READING PASSAGE:
========

You are trying to use anecdotal evidence to disprove what can be proven both on paper and through controlled testing. The driver element can be considered a trial and error thing. The physics is not. Despite the fact that elementary mechanics can prove little about how tyres work, you go a few levels deeper and you will find that in fact, physics can explain how tyres grip on a great number of surfaces.

As goes mud, it really depends on the composition of the mud (I do realize that mud is just a term for sediment grain size, but I think the mud you are referring to is the nonuniform stuff you find after dirt gets soaked), but the theory still applies. Again, immediately diving in and slamming on your brakes won't help you, as you will be accumulating little in front of the tyre and will be skidding across the top of the mud. What the driver needs to do is to control when and how the lock occurs so he can form enough of a wall of material in front of the tyre without completely filling up the tyre treads, jumping over the wall of material, or causing too sudden a loss of traction. How the driver does this will depend on his car, the tyres, and the composition of the surface he's on. This sounds like a lot of work, and it is. But with just a bit of practice it's pretty easy to learn how to do this safely and effectively. And yes, it will help you stop faster. Just like with gravel and snow.

========

DATASET EXCERPTS:
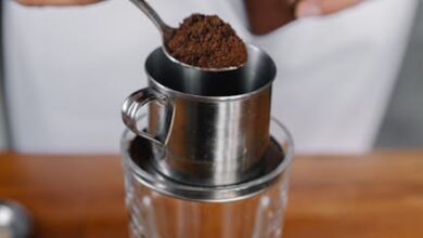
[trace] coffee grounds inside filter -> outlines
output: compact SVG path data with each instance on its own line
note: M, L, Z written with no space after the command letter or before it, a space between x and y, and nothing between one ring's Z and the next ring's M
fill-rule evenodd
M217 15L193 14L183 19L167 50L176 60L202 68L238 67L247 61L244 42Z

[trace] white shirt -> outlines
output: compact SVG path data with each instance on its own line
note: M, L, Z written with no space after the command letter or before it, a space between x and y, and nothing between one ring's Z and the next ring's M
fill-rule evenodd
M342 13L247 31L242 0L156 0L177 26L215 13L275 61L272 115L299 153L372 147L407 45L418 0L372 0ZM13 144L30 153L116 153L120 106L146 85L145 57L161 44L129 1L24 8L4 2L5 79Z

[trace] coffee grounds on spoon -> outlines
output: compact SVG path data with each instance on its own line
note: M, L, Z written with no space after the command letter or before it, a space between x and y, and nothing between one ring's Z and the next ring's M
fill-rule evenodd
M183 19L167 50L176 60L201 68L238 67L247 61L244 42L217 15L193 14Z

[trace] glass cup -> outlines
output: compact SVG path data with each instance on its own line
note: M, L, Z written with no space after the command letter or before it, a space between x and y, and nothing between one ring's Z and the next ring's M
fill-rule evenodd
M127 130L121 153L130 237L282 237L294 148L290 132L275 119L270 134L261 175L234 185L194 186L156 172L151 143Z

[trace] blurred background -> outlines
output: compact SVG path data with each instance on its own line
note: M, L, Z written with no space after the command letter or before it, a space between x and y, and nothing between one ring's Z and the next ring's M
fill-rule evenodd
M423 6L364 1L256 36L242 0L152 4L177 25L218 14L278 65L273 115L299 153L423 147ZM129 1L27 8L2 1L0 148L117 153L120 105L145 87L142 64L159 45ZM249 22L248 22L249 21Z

========

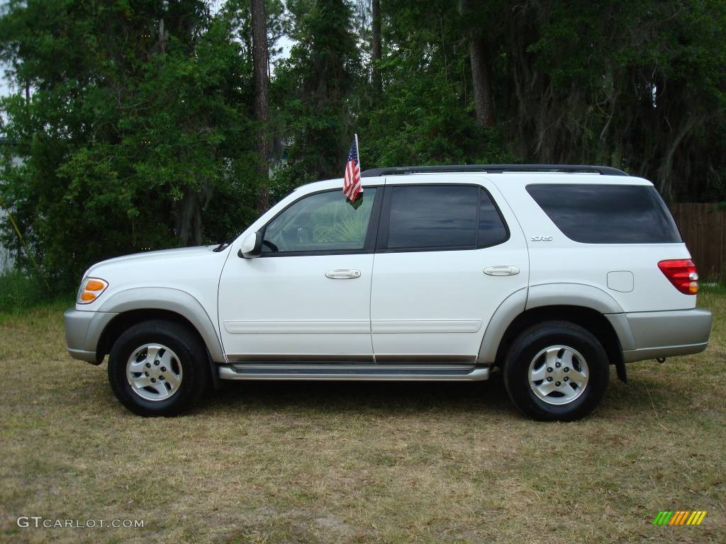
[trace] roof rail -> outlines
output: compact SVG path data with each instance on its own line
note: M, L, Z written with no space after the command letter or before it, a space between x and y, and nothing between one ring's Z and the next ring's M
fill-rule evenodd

========

DIRECTION: Rewrite the tyre-grip text from "You are trying" to "number of surfaces.", putting "personal experience" in place of "anecdotal evidence".

ANSWER TO THIS PROBLEM:
You are trying to use personal experience to disprove what can be proven both on paper and through controlled testing. The driver element can be considered a trial and error thing. The physics is not. Despite the fact that elementary mechanics can prove little about how tyres work, you go a few levels deeper and you will find that in fact, physics can explain how tyres grip on a great number of surfaces.